-- Text section follows --

AVM and meningioma displayed strong BED sensitivity, with models containing BED features outperforming dose-only models and achieving their best performance when BED and physical dose were combined.
In contrast, vestibular schwannoma and brain metastasis showed weak or minimal BED dependence due to slow repair kinetics or high α/β malignant behavior, with predictive performance driven primarily by physical dose and lesion volume.
These results reinforce that BED is not intrinsically superior to physical dose, but rather a pathology-specific descriptor whose value emerges only when underlying radiobiology supports it.
5.3. AI Enables Radiobiological Inference and Generalized Dose–Response Modeling
Through Bayesian inference, AI-BED-Fx accurately recovered the true α/β parameter used in generating synthetic AVM outcomes, demonstrating that radiosurgical datasets contain sufficient signal for data-driven radiobiological parameter estimation.

-- Text section concluded --
-- Dataset extract follows --

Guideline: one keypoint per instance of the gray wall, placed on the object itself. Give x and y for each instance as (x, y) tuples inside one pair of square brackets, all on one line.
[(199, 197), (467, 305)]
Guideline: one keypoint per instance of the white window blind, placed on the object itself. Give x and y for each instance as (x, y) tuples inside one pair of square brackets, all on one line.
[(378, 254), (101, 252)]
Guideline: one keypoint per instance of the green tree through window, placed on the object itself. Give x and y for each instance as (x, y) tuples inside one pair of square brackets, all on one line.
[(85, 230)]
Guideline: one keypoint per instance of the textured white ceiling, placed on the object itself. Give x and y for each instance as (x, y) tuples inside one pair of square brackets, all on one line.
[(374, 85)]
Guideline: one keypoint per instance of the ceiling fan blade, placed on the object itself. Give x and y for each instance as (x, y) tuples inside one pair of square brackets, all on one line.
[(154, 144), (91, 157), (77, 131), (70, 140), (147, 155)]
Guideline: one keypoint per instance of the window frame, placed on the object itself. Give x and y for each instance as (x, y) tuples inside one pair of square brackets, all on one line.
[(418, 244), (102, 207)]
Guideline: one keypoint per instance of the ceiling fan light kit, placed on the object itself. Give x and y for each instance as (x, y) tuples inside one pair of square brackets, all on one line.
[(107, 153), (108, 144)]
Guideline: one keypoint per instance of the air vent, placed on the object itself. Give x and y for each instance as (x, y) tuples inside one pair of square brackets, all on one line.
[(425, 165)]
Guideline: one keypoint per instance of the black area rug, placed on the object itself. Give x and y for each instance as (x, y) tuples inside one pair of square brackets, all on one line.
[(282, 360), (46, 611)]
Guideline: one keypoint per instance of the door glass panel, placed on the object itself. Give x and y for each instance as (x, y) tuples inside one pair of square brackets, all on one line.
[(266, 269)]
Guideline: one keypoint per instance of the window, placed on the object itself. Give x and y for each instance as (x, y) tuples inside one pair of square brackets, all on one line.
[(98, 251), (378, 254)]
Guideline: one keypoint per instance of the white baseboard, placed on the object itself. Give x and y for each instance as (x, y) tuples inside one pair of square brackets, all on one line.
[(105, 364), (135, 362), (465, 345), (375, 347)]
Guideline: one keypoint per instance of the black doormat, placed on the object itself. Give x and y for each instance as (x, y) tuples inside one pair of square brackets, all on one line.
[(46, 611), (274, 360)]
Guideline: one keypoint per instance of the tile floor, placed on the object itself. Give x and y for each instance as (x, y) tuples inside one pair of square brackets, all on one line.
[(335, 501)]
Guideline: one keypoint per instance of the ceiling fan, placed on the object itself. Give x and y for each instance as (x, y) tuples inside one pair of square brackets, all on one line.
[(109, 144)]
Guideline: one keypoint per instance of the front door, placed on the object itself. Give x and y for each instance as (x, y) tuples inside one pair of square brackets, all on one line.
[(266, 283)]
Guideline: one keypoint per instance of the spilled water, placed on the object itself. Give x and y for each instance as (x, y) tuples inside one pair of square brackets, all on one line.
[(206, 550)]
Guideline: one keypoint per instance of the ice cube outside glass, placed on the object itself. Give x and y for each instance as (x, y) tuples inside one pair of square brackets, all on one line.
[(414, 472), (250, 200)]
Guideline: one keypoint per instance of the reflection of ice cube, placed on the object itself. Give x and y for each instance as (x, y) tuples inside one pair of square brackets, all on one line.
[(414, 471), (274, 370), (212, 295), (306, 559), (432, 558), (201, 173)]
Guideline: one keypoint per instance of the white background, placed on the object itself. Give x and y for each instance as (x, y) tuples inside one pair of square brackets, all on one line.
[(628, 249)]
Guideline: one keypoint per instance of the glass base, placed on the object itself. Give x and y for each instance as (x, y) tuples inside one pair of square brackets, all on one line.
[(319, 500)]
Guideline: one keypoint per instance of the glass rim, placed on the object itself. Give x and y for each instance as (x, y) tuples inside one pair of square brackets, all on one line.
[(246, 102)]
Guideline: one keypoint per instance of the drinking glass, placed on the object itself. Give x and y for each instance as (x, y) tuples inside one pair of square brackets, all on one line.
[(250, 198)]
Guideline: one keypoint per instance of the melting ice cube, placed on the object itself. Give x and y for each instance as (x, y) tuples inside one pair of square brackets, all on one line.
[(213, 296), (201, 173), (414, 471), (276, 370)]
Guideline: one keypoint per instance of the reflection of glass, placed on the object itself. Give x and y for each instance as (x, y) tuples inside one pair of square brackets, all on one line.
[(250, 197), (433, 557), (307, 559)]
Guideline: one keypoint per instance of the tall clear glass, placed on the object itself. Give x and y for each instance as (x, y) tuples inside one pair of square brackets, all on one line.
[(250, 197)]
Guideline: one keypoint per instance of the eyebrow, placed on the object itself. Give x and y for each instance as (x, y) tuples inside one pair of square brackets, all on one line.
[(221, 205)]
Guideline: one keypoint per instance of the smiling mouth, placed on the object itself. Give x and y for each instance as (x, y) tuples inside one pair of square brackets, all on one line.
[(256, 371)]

-- Dataset extract concluded --

*How to complete this task*. Reproduce the passage on BED sensitivity word for word, in full. This material has no connection to the passage on BED sensitivity.

*Written answer*.
AVM and meningioma displayed strong BED sensitivity, with models containing BED features outperforming dose-only models and achieving their best performance when BED and physical dose were combined.
In contrast, vestibular schwannoma and brain metastasis showed weak or minimal BED dependence due to slow repair kinetics or high α/β malignant behavior, with predictive performance driven primarily by physical dose and lesion volume.
These results reinforce that BED is not intrinsically superior to physical dose, but rather a pathology-specific descriptor whose value emerges only when underlying radiobiology supports it.
5.3. AI Enables Radiobiological Inference and Generalized Dose–Response Modeling
Through Bayesian inference, AI-BED-Fx accurately recovered the true α/β parameter used in generating synthetic AVM outcomes, demonstrating that radiosurgical datasets contain sufficient signal for data-driven radiobiological parameter estimation.